### [Bagian Dokumen]

****************************************

Ini Kabar dari Pasar di Penghujung Oktober
Syahrizal Sidik, CNBC Indonesia
01 November 2019 08:55

Jakarta, CNBC Indonesia - Pada perdagangan hari kemarin, Kamis (31/10/2019) Indeks Harga Saham Gabungan (IHSG) ditutup kurang menyenangkan. Indeks acuan saham dalam negeri ini menutup hari terakhir di bulan Oktober dengan koreksi sebesar 1,07% ke level 6.228,32.
Berbeda dengan Indonesia, bursa saham lainnya di Asia justru menguat. Indeks Nikkei naik 0,37%, indeks Hang Seng menguat 0,9%, indeks Straits Times terkerek 0,73%, dan indeks Kospi bertambah 0,15%.
Cermati aksi dan peristiwa emiten berikut ini yang dihimpun dalam pemberitaan CNBC Indonesia sebelum memulai perdagangan akhir pekan ini, Jumat (1/11/2019):
1. Hanson Diminta Balikin Duit Triliunan Investor, Dicicil!
Satgas Waspada Investasi meminta manajemen emiten properti yang dikendalikan oleh Benny Tjokrosaputro, PT Hanson International Tbk (MYRX) untuk mengembalikan semua dana triliunan yang sebelumnya dihimpun untuk diinvestasikan di perusahaan tersebut.
Pengembalian dana tersebut akan dilakukan secara mencicil dengan mempertimbangkan kondisi perusahaan agar tetap sehat dalam operasionalnya.
Kepala Satgas Waspada Investasi OJK Tongam L. Tobing mengatakan Hanson International diawasi oleh Otoritas Jasa Keuangan (OJK) dan sudah dilakukan pengawasan dengan mengenakan sanksi.

****************************************

### [Langkah yang Diperlukan]
a – Terjemahkan kalimat dari berita pasar ini ke dalam bahasa Inggris: "Pengembalian dana tersebut akan dilakukan secara mencicil dengan mempertimbangkan kondisi perusahaan agar tetap sehat dalam operasionalnya."
b – Teruskan berita pasar penghujung Oktober itu, dimulai sesudah kalimat terakhirnya.
Entri-entri ini diambil dari sumber yang berbeda.

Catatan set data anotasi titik
****************************************

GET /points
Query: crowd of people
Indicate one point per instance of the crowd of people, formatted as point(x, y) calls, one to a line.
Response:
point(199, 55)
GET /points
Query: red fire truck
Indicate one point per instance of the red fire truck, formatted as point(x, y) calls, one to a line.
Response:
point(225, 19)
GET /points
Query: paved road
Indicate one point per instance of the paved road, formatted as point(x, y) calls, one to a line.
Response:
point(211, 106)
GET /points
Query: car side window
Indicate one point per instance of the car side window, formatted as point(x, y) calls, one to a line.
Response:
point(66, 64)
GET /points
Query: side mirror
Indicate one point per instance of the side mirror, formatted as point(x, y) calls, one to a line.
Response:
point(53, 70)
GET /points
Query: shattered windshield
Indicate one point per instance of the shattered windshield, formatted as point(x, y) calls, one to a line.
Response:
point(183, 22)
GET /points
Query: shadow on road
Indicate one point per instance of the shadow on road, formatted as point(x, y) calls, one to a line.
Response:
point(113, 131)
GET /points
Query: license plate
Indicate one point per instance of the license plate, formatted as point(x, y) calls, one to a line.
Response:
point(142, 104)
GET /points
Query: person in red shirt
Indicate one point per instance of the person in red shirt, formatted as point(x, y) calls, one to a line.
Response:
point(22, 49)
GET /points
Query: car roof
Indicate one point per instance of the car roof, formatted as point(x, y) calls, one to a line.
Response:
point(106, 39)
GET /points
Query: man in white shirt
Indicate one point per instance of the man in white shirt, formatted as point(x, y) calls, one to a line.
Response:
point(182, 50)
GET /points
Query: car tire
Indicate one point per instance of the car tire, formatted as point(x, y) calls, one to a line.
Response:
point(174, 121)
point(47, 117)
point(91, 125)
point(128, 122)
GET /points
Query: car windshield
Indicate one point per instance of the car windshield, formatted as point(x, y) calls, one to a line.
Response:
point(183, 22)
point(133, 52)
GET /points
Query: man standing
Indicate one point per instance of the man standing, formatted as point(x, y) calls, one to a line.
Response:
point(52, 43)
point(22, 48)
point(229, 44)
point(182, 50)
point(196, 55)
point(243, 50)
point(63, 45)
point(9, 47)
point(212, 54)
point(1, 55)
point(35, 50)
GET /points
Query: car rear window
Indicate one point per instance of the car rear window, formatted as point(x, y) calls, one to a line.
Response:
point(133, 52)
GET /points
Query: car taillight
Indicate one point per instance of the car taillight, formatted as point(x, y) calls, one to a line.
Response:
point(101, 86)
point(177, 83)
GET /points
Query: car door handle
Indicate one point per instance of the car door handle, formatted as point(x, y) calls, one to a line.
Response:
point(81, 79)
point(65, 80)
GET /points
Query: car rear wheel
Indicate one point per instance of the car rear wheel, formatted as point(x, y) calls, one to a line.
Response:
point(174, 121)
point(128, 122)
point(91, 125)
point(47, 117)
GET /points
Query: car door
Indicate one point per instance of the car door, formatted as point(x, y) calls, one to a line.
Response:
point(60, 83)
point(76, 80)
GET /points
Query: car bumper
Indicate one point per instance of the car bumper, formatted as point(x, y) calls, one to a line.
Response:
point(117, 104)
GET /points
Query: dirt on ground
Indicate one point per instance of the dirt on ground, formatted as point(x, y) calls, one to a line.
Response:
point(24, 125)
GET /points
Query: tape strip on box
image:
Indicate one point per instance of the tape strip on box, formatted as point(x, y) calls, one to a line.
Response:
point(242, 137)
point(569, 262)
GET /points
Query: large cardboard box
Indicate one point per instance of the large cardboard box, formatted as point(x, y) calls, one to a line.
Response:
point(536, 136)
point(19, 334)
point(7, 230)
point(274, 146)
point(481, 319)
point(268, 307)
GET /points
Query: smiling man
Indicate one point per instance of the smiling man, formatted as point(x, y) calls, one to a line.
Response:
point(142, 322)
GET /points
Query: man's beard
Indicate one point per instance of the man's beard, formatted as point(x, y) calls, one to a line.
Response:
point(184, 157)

****************************************

### [Jawaban Tugas]
a – The refund will be made in installments, taking into account the company's condition so that its operations remain healthy.

b –
"Kegiatan itu [penggalangan dana di Hanson] melanggar ketentuan, karena dia tidak memiliki izin [perbankan] untuk itu. Dan dia harus mengembalikan. Mengenai pengembaliannya kita juga memahami bagaimana kemampuan perusahaan supaya perusahaan tetap hidup dengan mengembalikan [dana]," kata Tongam dalam jumpa pers Satgas Waspada Investasi bersama dengan Bareskrim Polri dan Kementerian Kominfo, Jalan Lapangan Banteng Timur, Kamis (31/10/2019).
2.Tertekan Beban, Laba UNTR Q3 Terpangkas 5% Jadi Rp 6,69 T
Emiten penjualan alat berat Grup Astra, PT United Tractors Tbk (UNTR) mencatatkan penurunan laba bersih sepanjang periode Januari hingga September 2019 atau 9 bulan pertama tahun ini.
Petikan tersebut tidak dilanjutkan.